WORK INSTRUCTION
From the line with "of the farm" down to the final line of the material below, quote every line exactly and leave out all lines before it.

INFORMATION
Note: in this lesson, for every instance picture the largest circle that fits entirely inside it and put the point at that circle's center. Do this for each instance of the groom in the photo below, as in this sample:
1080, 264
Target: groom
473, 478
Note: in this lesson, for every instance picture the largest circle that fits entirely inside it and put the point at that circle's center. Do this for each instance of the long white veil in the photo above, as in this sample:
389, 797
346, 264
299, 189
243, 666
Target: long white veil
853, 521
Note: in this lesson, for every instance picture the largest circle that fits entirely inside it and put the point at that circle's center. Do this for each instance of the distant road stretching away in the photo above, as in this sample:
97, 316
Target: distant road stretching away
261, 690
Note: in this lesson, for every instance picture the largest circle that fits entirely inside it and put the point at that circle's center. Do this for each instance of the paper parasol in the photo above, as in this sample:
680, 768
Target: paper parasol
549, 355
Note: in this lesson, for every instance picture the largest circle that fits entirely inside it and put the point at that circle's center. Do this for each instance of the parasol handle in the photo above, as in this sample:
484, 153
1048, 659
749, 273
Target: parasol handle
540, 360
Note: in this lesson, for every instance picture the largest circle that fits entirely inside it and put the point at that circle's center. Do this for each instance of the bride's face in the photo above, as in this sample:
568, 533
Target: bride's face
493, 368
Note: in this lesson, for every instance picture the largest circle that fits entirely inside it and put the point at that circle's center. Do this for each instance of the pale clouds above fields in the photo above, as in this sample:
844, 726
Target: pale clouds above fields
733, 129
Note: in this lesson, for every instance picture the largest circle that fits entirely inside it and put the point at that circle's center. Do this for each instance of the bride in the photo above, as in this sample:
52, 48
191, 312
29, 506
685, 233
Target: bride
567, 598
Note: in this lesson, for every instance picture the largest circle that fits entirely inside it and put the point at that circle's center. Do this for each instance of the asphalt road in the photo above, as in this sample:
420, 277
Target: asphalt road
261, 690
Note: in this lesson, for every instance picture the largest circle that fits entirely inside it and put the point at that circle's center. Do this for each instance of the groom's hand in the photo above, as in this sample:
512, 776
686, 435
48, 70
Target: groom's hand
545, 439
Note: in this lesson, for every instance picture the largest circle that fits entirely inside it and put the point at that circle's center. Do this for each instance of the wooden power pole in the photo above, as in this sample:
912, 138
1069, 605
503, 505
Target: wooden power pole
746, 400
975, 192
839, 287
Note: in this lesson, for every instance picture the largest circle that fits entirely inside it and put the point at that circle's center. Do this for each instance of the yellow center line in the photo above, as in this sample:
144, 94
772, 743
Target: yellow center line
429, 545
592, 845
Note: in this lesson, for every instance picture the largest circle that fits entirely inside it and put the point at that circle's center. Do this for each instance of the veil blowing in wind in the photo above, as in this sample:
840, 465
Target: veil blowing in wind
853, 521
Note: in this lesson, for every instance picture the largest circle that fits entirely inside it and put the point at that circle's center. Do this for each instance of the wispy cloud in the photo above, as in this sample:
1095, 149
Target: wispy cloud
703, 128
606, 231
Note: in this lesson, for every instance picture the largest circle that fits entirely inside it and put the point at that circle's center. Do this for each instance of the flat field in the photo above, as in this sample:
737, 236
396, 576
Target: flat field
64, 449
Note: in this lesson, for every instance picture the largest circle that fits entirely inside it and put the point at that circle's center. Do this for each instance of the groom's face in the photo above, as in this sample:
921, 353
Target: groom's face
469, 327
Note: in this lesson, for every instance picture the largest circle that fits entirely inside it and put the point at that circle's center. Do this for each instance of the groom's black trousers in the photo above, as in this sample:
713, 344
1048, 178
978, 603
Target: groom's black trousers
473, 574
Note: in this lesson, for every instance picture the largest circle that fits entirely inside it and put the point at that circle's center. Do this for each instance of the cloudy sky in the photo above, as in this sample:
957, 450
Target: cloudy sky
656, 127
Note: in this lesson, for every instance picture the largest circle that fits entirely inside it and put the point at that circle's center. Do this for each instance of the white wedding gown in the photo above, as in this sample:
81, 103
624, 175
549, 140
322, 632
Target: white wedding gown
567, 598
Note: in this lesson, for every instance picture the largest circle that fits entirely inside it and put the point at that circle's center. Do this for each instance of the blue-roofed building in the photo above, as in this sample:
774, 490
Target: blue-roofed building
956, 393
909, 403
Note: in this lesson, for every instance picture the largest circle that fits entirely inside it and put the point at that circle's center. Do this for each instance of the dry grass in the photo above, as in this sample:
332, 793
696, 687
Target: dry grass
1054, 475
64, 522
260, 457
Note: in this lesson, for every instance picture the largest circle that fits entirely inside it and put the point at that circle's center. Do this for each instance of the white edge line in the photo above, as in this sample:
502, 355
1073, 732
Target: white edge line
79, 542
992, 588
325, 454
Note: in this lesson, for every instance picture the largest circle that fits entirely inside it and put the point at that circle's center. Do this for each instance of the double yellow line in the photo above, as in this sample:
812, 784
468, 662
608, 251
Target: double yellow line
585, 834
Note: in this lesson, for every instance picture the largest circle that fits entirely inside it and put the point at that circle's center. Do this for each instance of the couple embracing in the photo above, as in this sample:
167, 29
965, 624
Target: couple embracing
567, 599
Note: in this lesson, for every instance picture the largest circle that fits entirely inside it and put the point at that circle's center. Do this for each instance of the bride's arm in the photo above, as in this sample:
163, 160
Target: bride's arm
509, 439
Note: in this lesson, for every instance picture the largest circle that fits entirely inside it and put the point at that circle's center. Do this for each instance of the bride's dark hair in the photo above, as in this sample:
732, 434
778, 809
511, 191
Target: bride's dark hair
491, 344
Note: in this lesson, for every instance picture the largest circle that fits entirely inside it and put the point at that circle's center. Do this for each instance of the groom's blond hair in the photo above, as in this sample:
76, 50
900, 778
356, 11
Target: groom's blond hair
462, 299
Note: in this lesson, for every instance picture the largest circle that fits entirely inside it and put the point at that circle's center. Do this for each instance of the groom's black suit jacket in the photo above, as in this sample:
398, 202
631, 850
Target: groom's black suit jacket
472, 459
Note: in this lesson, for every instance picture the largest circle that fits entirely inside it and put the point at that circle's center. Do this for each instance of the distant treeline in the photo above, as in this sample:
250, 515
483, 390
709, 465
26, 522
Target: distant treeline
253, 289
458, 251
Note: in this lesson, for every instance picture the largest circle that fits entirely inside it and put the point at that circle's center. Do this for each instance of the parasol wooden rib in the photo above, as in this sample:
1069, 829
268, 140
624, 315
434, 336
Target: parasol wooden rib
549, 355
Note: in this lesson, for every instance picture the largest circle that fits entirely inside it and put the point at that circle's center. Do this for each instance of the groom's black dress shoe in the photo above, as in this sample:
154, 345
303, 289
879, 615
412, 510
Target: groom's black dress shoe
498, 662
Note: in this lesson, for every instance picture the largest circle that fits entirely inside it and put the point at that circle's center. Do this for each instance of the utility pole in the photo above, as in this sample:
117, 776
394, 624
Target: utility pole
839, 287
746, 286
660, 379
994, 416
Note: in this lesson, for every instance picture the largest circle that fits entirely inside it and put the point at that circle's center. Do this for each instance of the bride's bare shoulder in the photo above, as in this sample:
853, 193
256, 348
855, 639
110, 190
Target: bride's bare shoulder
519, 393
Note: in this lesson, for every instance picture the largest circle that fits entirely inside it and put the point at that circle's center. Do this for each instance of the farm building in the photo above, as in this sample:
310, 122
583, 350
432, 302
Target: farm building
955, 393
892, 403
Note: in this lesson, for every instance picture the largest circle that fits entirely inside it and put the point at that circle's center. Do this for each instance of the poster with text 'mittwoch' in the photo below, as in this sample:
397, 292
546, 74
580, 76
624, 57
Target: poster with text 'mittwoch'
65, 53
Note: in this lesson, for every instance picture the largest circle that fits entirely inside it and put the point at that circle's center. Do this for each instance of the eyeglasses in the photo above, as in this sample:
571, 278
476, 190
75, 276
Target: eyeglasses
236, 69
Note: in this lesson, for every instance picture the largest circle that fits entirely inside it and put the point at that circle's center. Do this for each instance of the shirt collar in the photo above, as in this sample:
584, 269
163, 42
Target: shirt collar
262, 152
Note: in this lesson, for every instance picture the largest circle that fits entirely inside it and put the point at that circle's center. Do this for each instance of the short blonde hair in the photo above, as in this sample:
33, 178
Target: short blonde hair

COMPLETED EXERCISE
Note: in this lesson, for every instance picture the largest circle that fits entirely inside it and put the point at that circle's center. Do this for each instance of the farm building in the photo above, as in this sample:
310, 122
583, 350
432, 302
Target: farm building
955, 393
892, 403
Note: in this lesson, for every instance picture the largest circle that fits entirely inside it and put the point at that circle's center. Do this for each instance of the poster with text 'mittwoch' in the photo below, as in this sample:
397, 292
546, 74
580, 76
624, 57
Target: poster with text 'mittwoch'
65, 53
Note: in this lesson, for every instance picture the largest circle that fits entirely inside it and put the point at that circle's center. Do this for each instance of the eyeglasses in the photo above, as in this sample:
571, 278
476, 190
75, 276
Target: eyeglasses
236, 69
Note: in this lesson, for every instance picture the largest circle that fits entirely inside it and put the point at that circle's center. Do this for each instance of the shirt collar in the photo above, as in this sample:
584, 269
163, 42
Target: shirt collar
262, 152
Note: in this lesson, for every instance picture the largest circle that fits entirely inside it and put the point at that circle's center. Do this for each instance of the short blonde hair in the photo above, as in this sample:
33, 178
Target: short blonde hair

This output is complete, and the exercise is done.